Could you update the material from its first line up to and including the line with "xmin=142 ymin=240 xmax=235 ymax=261", replacing every "Usage" with "Instructions" and leaving everything else unchanged, and return only those lines?

- - - - -

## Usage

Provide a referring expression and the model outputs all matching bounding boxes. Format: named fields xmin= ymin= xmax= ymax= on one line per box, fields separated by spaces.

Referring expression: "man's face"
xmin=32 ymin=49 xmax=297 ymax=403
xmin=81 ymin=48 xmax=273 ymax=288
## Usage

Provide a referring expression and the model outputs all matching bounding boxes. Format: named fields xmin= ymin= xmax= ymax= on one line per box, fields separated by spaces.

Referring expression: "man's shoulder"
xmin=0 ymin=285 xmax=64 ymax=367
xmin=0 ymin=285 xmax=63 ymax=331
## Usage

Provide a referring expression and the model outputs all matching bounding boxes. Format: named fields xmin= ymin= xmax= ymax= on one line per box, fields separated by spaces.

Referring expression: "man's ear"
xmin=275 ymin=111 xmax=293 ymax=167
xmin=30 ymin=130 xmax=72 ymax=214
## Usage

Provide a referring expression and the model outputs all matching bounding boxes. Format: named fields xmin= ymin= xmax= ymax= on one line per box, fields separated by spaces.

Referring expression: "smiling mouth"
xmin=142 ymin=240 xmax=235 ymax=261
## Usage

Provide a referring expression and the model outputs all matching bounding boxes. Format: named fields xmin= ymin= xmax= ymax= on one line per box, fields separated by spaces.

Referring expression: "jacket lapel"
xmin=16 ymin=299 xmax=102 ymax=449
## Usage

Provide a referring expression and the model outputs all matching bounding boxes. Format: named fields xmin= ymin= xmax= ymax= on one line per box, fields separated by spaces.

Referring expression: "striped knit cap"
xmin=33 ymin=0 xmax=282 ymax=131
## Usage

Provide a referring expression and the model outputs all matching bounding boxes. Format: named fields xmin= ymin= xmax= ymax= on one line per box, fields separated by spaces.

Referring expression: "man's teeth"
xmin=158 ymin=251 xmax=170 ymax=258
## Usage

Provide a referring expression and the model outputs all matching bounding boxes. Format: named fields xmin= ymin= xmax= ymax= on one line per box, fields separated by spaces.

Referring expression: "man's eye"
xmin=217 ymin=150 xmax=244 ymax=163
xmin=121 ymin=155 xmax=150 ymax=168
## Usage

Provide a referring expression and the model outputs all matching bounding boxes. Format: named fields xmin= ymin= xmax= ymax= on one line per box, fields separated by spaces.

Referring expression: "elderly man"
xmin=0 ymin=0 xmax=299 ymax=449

- - - - -

**ANSWER BELOW:**
## Instructions

Provide a referring expression and the model outputs all matching bounding boxes. Format: named fields xmin= ymin= xmax= ymax= on one line per box, fields separated by spaces.

Referring expression: "man's face"
xmin=32 ymin=49 xmax=297 ymax=403
xmin=81 ymin=48 xmax=273 ymax=288
## Instructions

Provide a referring expression and the model outputs all matching bounding boxes. Format: named fields xmin= ymin= xmax= ymax= on one line per box, fields separated by spaces.

Referring expression: "man's shoulder"
xmin=0 ymin=285 xmax=64 ymax=367
xmin=0 ymin=285 xmax=63 ymax=331
## Instructions

Provide a referring expression and the model outputs all matching bounding boxes. Format: named fields xmin= ymin= xmax= ymax= on one line per box, fields separated by spaces.

Referring expression: "man's ear"
xmin=275 ymin=111 xmax=293 ymax=167
xmin=30 ymin=130 xmax=72 ymax=214
## Instructions

Provide a referring expression and the model outputs all matching bounding boxes. Format: named fields xmin= ymin= xmax= ymax= on one line per box, fields separated by spaces.

Referring expression: "smiling mouth"
xmin=142 ymin=240 xmax=235 ymax=261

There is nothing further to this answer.